Document –
* start *
SHA-1 is acceptable only for non-security legacy compatibility contexts where collision resistance is not a security requirement — for example, computing Git-style content identifiers in tooling that is not security-sensitive. It must not be used for digital signatures, HMAC, certificate hashing, or password hashing.

**Q: What is the difference between this rule and PYTHON-CRYPTO-SEC-011?**

PYTHON-CRYPTO-SEC-011 targets SHA-1 used via the `cryptography` library hazmat interface (hashes.SHA1()). This rule (PYTHON-CRYPTO-SEC-015) targets SHA-1 in PyCryptodome via Crypto.Hash.SHA.new() or Crypto.Hash.SHA1.new(). The underlying weakness is identical; the rules differ by library.

**Q: Why does this rule cover both Crypto.Hash.SHA and Crypto.Hash.SHA1?**

PyCryptodome inherited the `SHA` module name from the original PyCrypto library, where `from Crypto.Hash import SHA` was the canonical way to import SHA-1. PyCryptodome also provides the explicit `SHA1` name. Both resolve to the same SHA-1 algorithm. This rule catches both to handle both modern and legacy import styles.

**Q: Why not use SHA-256 for password hashing?**

SHA-256 is designed to be fast, which benefits attackers performing brute-force attacks. Use Argon2id, bcrypt, or scrypt for password hashing — these are deliberately slow and memory-intensive to limit attacker throughput to thousands of attempts per second rather than billions.

**Q: Does this rule fire on HMAC-SHA1?**

Yes, if Crypto.Hash.SHA or Crypto.Hash.SHA1 is used as the digestmod for an HMAC. While HMAC-SHA1 is not broken by collision attacks, it is deprecated in current standards and should be replaced with HMAC-SHA256.

**Q: How do I run this rule in CI/CD?**

Run `code-pathfinder scan --ruleset python/cryptography/PYTHON-CRYPTO-SEC-015 --path ./src` in your pipeline. Add `--format sarif` to produce SARIF output compatible with GitHub Advanced Security and similar platforms.
* end *
Provided records –
* start *
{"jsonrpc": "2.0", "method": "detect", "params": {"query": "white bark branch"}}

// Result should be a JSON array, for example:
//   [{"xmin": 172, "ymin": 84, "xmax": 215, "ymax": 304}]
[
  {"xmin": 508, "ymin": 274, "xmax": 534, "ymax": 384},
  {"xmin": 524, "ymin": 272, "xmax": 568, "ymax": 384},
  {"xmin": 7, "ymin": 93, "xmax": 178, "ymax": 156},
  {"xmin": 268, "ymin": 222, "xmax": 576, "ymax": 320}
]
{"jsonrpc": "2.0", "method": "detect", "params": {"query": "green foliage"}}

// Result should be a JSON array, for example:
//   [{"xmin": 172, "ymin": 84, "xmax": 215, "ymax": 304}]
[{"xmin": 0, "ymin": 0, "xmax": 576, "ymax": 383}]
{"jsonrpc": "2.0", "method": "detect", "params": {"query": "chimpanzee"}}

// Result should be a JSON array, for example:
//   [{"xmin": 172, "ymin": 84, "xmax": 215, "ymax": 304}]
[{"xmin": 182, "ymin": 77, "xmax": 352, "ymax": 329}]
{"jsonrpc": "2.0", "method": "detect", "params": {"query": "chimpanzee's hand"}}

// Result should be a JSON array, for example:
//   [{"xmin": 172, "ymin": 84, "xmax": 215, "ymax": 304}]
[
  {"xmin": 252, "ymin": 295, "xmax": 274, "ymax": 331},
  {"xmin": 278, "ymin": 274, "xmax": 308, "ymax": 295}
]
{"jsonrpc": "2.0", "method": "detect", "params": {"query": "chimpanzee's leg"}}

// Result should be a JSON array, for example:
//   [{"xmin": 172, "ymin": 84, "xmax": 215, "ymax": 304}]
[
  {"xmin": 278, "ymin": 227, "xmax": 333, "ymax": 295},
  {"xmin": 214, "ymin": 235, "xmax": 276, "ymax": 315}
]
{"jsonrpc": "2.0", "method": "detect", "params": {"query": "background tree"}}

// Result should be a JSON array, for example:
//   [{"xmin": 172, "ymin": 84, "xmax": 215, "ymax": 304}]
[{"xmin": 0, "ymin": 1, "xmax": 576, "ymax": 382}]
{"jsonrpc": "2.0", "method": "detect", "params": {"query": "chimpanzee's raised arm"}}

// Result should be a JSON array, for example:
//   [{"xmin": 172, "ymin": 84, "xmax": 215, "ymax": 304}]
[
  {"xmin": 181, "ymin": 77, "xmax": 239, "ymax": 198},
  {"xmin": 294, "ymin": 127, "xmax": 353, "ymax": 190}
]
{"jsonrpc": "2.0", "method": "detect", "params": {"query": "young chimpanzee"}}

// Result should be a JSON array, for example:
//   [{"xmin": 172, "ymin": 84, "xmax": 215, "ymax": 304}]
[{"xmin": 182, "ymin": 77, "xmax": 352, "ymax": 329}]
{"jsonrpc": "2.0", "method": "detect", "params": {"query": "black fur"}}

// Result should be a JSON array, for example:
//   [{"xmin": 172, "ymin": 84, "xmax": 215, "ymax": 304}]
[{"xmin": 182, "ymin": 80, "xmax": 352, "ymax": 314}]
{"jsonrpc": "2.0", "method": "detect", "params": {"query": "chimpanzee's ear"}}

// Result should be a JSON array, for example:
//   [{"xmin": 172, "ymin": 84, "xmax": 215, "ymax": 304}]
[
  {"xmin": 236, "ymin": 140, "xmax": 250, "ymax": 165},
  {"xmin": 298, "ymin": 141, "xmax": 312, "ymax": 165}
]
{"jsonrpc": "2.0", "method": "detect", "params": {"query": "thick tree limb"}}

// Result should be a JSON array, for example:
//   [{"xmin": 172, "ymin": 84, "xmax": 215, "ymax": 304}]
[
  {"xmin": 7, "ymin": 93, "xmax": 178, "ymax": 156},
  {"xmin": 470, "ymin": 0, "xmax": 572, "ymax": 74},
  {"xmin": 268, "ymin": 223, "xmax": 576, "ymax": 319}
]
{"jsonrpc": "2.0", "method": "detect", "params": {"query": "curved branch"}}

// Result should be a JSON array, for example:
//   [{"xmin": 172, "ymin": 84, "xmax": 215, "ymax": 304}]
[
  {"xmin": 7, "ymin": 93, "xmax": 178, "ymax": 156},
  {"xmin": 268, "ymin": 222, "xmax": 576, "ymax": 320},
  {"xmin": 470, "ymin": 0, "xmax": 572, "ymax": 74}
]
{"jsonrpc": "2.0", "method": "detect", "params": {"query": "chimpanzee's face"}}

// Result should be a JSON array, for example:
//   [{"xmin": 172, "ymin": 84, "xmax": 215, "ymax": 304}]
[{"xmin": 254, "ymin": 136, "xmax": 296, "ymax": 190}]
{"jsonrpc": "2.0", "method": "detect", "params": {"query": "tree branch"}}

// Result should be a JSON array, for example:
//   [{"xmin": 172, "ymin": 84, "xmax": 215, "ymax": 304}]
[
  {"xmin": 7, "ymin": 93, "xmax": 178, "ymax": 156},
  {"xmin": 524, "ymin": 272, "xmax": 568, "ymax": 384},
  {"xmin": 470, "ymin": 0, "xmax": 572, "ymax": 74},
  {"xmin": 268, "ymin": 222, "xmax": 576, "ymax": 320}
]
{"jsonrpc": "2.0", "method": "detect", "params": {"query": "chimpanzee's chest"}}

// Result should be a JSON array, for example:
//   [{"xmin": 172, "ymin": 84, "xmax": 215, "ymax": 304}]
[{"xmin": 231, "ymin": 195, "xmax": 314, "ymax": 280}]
* end *
Challenges –
- A) Which three algorithms does the SHA-1 rule FAQ recommend for password hashing?
- B) Copy the part of the SHA-1 rule FAQ starting with "PyCryptodome inherited the" and going on through "rather than billions.", changing every "SHA-256" to "SHA-512".

Answers to the exercises –
- A) Argon2id, bcrypt, or scrypt.

- B)
PyCryptodome inherited the `SHA` module name from the original PyCrypto library, where `from Crypto.Hash import SHA` was the canonical way to import SHA-1. PyCryptodome also provides the explicit `SHA1` name. Both resolve to the same SHA-1 algorithm. This rule catches both to handle both modern and legacy import styles.

**Q: Why not use SHA-512 for password hashing?**

SHA-512 is designed to be fast, which benefits attackers performing brute-force attacks. Use Argon2id, bcrypt, or scrypt for password hashing — these are deliberately slow and memory-intensive to limit attacker throughput to thousands of attempts per second rather than billions.